+++ Selection

Michael, the stool is so doable...go for it. Just be sure to wait till you have the three (or four) legs in to figure out exactly how long to make each of the cross pieces, and that you've inserted them back into holes they came out of.


----------



## woodtickgreg (Mar 19, 2014)

I love the wood you used for the seat. Makes the whole stool. A major focal point.

Reactions: Like 1


----------



## davduckman2010 (Mar 19, 2014)

woodtickgreg said:


> I love the wood you used for the seat. Makes the whole stool. A major focal point.


 I love it to greg I want a set of 4 hmmmm where can I get some of that purty wood

Reactions: Like 1 | Funny 1


----------



## TimR (Mar 19, 2014)

it's cool to have a nice piece of ambrosia maple, or to have a deeply figured piece of maple. Put them together, and it's addictive to look at. I have another piece about the same size, but will probably never turn it. If I had wall space, I'd just put it up on the wall to look at.

Reactions: Agree 1


----------



## davduckman2010 (Mar 19, 2014)

TimR said:


> it's cool to have a nice piece of ambrosia maple, or to have a deeply figured piece of maple. Put them together, and it's addictive to look at. I have another piece about the same size, but will probably never turn it. If I had wall space, I'd just put it up on the wall to look at.


 

tim I gota a little . I think ill do my whole wall with it

Reactions: Like 1


----------



## TimR (Mar 19, 2014)

David, I've seen the gorgeous ambrosia you keep pulling out, and I should have added that when you also add in some nice blackline spalting....wayllllll, now we're talkin!

Reactions: Like 1


----------



## davduckman2010 (Mar 19, 2014)

TimR said:


> David, I've seen the gorgeous ambrosia you keep pulling out, and I should have added that when you also add in some nice blackline spalting....wayllllll, now we're talkin!


 
you know it . I found one tree back there that looked just like your stool . ill be looking for his brother to drop right soon here. count on it

Reactions: Like 1


----------

++++++

◆ **Stated task 1**
In the forum thread, what does TimR say he would do with his other piece of about the same size if he had wall space?
◆ **Stated task 2**
Extract the passage of the forum thread from "Michael, the stool" to "woodtickgreg (Mar 19, 2014)".

+++ Recorded data

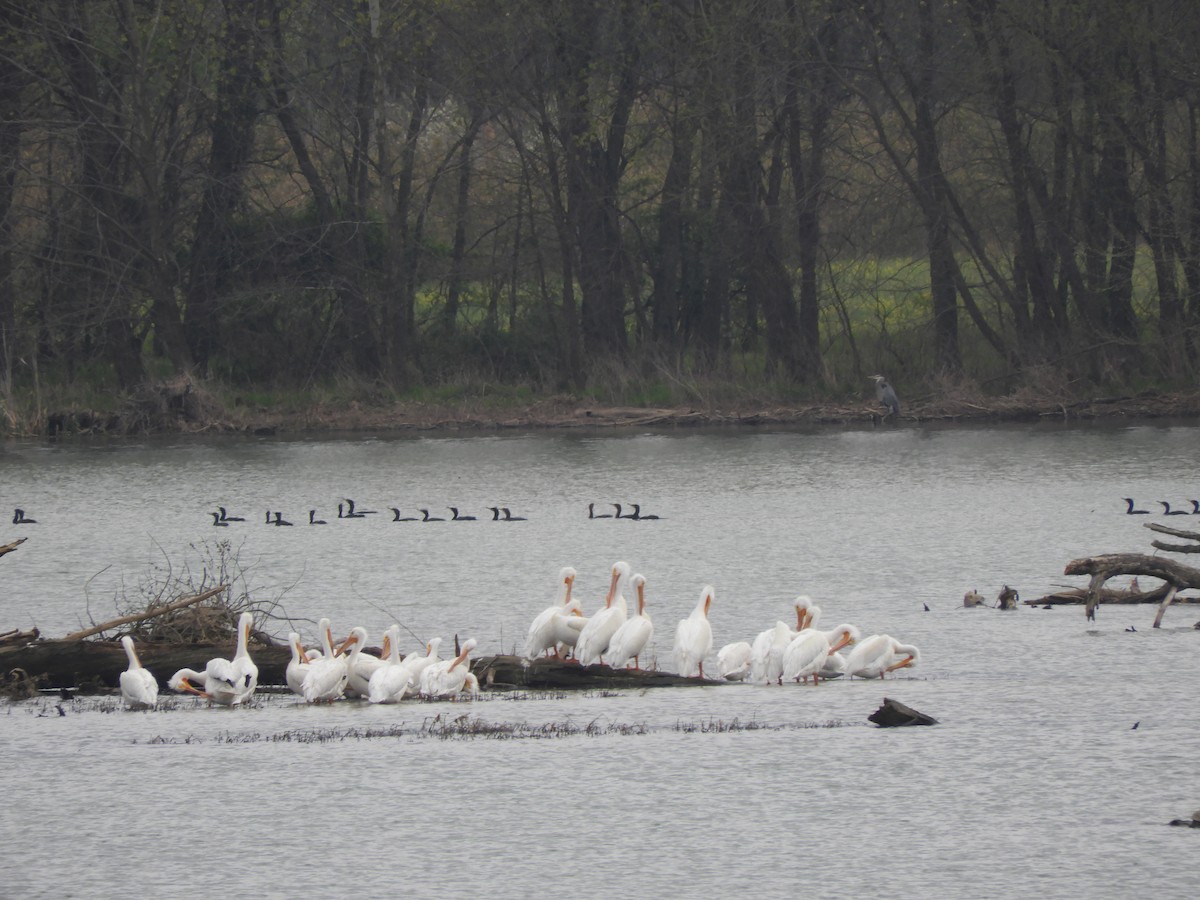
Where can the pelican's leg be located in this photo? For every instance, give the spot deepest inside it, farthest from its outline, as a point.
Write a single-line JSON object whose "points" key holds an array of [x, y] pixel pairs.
{"points": [[187, 687]]}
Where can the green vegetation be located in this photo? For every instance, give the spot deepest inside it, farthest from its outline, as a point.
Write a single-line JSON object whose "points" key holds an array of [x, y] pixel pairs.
{"points": [[299, 204]]}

++++++

◆ **Right answer 1**
He would put it up on the wall to look at.

◆ **Right answer 2**
Michael, the stool is so doable...go for it. Just be sure to wait till you have the three (or four) legs in to figure out exactly how long to make each of the cross pieces, and that you've inserted them back into holes they came out of.


----------



## woodtickgreg (Mar 19, 2014)